WORK ORDER — Write out all of the data again, precisely as it appears.

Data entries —
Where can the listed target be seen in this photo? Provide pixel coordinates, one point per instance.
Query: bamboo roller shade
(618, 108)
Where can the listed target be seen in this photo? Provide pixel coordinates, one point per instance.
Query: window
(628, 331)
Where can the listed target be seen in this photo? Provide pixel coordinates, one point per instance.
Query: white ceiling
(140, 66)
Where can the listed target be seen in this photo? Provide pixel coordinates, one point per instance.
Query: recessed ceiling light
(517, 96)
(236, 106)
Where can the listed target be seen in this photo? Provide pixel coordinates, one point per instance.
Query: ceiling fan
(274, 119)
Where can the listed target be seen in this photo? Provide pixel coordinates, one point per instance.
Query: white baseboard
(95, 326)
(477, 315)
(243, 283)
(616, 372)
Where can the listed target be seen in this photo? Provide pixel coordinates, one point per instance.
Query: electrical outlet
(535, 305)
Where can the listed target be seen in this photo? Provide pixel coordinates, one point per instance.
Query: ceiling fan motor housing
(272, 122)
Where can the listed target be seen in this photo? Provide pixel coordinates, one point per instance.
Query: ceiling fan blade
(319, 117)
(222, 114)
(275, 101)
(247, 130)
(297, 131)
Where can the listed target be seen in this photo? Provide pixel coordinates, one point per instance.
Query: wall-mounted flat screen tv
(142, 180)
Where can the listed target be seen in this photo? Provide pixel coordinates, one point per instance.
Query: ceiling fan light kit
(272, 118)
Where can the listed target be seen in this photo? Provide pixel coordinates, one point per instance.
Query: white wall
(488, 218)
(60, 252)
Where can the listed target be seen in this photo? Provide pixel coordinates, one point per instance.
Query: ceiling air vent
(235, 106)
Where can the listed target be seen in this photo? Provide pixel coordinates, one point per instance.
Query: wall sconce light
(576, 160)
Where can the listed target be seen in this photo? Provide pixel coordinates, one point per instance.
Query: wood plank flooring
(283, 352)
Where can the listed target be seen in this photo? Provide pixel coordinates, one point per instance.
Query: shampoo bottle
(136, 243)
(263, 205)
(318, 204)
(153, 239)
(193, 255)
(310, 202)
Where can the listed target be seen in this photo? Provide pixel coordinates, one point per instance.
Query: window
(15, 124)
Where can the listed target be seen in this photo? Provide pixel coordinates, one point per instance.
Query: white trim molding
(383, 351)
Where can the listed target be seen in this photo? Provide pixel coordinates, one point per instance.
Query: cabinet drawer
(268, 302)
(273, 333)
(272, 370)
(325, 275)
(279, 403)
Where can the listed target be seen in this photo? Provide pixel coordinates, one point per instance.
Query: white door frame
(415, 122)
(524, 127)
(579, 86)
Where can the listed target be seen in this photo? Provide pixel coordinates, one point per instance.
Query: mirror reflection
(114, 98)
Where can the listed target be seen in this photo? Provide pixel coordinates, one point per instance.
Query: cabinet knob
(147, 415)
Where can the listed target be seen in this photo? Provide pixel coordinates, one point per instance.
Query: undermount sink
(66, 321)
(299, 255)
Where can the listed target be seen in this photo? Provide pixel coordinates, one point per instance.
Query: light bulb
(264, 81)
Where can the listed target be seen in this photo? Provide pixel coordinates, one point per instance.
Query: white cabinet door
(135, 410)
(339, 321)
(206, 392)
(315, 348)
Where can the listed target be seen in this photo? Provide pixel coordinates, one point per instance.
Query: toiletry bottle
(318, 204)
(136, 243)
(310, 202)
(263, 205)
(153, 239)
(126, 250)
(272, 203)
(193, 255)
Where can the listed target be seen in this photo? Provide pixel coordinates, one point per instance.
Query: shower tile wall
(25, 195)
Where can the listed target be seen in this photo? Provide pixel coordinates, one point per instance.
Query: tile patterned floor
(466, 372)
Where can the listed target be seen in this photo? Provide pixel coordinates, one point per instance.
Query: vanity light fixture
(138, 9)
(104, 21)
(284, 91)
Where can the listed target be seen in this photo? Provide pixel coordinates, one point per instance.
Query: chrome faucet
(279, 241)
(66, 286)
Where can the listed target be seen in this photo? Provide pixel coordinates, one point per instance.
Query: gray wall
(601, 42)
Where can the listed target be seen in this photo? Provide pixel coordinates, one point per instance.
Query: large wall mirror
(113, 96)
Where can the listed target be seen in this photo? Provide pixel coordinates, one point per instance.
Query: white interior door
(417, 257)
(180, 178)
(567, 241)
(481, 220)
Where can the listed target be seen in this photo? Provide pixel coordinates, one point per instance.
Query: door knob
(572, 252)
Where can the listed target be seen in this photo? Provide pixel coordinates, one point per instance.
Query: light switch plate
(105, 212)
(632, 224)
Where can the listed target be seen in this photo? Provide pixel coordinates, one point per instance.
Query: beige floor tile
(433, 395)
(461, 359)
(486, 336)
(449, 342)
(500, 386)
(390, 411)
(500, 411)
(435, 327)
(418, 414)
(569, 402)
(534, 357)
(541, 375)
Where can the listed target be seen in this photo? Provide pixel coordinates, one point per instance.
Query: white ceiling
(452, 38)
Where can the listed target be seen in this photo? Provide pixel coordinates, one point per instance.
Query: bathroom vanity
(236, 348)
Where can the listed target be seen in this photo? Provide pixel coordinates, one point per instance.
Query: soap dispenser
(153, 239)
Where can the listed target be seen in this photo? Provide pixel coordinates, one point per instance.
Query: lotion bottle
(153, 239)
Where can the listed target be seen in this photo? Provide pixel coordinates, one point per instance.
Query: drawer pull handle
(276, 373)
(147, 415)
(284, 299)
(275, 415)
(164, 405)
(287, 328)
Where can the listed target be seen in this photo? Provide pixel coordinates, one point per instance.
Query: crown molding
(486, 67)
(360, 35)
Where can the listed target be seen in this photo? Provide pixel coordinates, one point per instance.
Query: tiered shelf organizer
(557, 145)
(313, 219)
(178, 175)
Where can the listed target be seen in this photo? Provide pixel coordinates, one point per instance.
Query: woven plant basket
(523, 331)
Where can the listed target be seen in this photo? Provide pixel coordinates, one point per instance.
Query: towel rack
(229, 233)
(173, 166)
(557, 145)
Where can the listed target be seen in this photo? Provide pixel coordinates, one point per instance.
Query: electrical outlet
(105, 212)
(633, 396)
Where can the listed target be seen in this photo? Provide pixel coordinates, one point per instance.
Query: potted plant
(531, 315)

RESULT FOR THIS TASK —
Where can the listed target be seen in this photo? Provide pixel coordinates, one point per instance.
Query: bamboo roller shade
(618, 108)
Where can the listed target be seen in this photo? Provide pixel coordinates, one point per instance.
Query: window
(628, 331)
Where can the listed target be seen in this photo? Provide pixel coordinates, one point per instance.
Query: white ceiling
(140, 66)
Where can the listed target be seen in this photo? Provide pixel coordinates, one point per instance.
Query: recessed ceiling light
(517, 96)
(236, 106)
Where can the listed target be seen in this photo? Provide pixel coordinates, one point per instance.
Query: ceiling fan
(274, 119)
Where can the listed target be seen in this photo? Provide pixel coordinates, one point per instance.
Query: white baseboard
(95, 326)
(477, 315)
(243, 283)
(616, 372)
Where can the listed target be seen in this photo? Provide pixel coordinates, one point per instance.
Query: electrical outlet
(535, 305)
Where can the listed target be seen in this photo? Provide pixel coordinates, one point per instance.
Query: ceiling fan motor housing
(272, 122)
Where can the listed target be seen in this photo? Provide pixel coordinates, one point per instance.
Query: ceiling fan blade
(319, 117)
(222, 114)
(275, 101)
(247, 130)
(297, 131)
Where can the listed target be seen in this photo? Provide pixel coordinates, one point per instance.
Query: wall-mounted flat screen tv
(142, 180)
Where can the listed target be seen in this photo? Provide pixel coordinates, one point per instance.
Query: ceiling fan light kit
(272, 118)
Where can the listed target be seen in this photo? Provide pixel coordinates, one point per instance.
Query: white wall
(488, 218)
(60, 252)
Where can the listed target be seen in this photo? Provide pixel coordinates, one point per instance.
Query: ceiling air vent
(235, 106)
Where can the listed target be seen in this photo? Provide pixel coordinates, one point per instance.
Query: wall sconce light
(576, 160)
Where can the listed target be seen in this photo? Provide pixel coordinates, one point per instance.
Query: wood plank flooring
(283, 352)
Where can the listed target be seen in this photo? Provide pixel coordinates, one point per instance.
Query: shampoo bottle
(136, 243)
(263, 205)
(318, 204)
(153, 239)
(193, 255)
(310, 202)
Where can the listed target be seen in this photo? Provide pixel coordinates, one point per instance.
Query: window
(15, 124)
Where can the listed target be seen in this photo? Provide pixel coordinates, one point per instance.
Query: white trim molding
(383, 351)
Where can the listed target be seen in this photo? Provide pixel coordinates, one point per instance.
Query: cabinet drawer
(268, 302)
(273, 333)
(272, 370)
(325, 275)
(279, 403)
Where can the listed target be seen in this photo? Provide pixel coordinates, one point per instance.
Query: white door frame
(415, 122)
(524, 127)
(579, 86)
Where can the listed target be seen in this photo? Provide pixel coordinates, one point per instance.
Query: mirror reflection
(114, 98)
Where can the listed target be seen in this photo? Provide pixel coordinates, one point per instance.
Query: cabinet knob
(147, 415)
Where can the listed target be seen in this photo? Provide pixel coordinates, one point per instance.
Query: undermount sink
(66, 321)
(299, 255)
Where can the listed target be seen in this photo? Provide pixel coordinates, one point per instance.
Query: light bulb
(264, 81)
Where can the listed target be seen in this photo? Provide pixel coordinates, one point per instance.
Query: white cabinet door
(135, 410)
(339, 321)
(206, 392)
(315, 348)
Where can the listed target be seen in this photo? Provide pixel coordinates, one point per instance.
Query: toiletry bottle
(318, 204)
(136, 243)
(310, 202)
(263, 205)
(153, 239)
(126, 250)
(272, 203)
(193, 255)
Where can the listed target be seen in this photo? Provide pixel coordinates, one point per instance.
Query: shower tile wall
(25, 195)
Where can the listed target be seen in this photo? Provide pixel coordinates, one point per instance.
Query: tile patterned floor
(466, 372)
Where can the listed target be seen in this photo? Provide pixel coordinates, one point per instance.
Query: vanity light fixture
(138, 9)
(104, 21)
(284, 91)
Where can the listed target be seen in this photo? Provide pixel coordinates, one point per instance.
Query: chrome faucet
(279, 241)
(66, 286)
Where can the listed target be seen in this photo? Provide pixel coordinates, one point per instance.
Query: gray wall
(601, 42)
Where can the listed target be seen in this photo? Provide pixel coordinates, one point per instance.
Query: large wall mirror
(113, 96)
Where can the listed target be seen in this photo? Provide pixel coordinates, one point per instance.
Query: white interior door
(417, 257)
(180, 178)
(567, 241)
(481, 220)
Where can the listed target be seen in this photo? Provide pixel coordinates, one point per instance.
Query: door knob
(572, 252)
Where can the listed target be seen in this photo? Provide pixel coordinates, one point per instance.
Query: light switch plate
(105, 212)
(632, 224)
Where can the listed target be seen in this photo? Provide pixel coordinates, one point per instance.
Query: beige floor tile
(433, 395)
(461, 359)
(486, 336)
(449, 342)
(500, 386)
(390, 411)
(500, 411)
(435, 327)
(418, 414)
(569, 402)
(534, 357)
(541, 375)
Where can the listed target be seen in this photo? Provide pixel coordinates, one point per instance.
Query: white ceiling
(452, 38)
Where can the listed target be seen in this photo? Provide pixel coordinates, one point per instance.
Query: bathroom vanity
(236, 348)
Where can the listed target be seen in this photo? Provide pixel coordinates, one point per instance.
Query: soap dispenser
(153, 239)
Where can the listed target be seen in this photo? Provide pixel coordinates, one point per instance.
Query: lotion bottle
(153, 239)
Where can the listed target be seen in this photo? Provide pixel coordinates, one point per instance.
Query: drawer pull handle
(276, 373)
(147, 415)
(284, 299)
(275, 415)
(164, 405)
(287, 328)
Where can the listed target be seen in this photo? Provide pixel coordinates, one point per instance.
Query: crown molding
(486, 67)
(360, 35)
Where can the listed target be seen in this photo? Provide pixel coordinates, one point per instance.
Query: tiered shelf organizer
(557, 145)
(313, 219)
(178, 175)
Where can the listed target be seen in this photo? Provide pixel coordinates, one point per instance.
Query: woven plant basket
(523, 331)
Where can the listed target be seen in this photo? Provide pixel coordinates, one point per instance.
Query: towel rack
(229, 233)
(173, 166)
(557, 145)
Where can the listed target be seen in this photo? Provide pixel coordinates, one point per instance.
Query: electrical outlet
(105, 212)
(633, 396)
Where can the listed target be seen in this photo? Provide pixel coordinates, one point per instance.
Query: potted plant
(531, 315)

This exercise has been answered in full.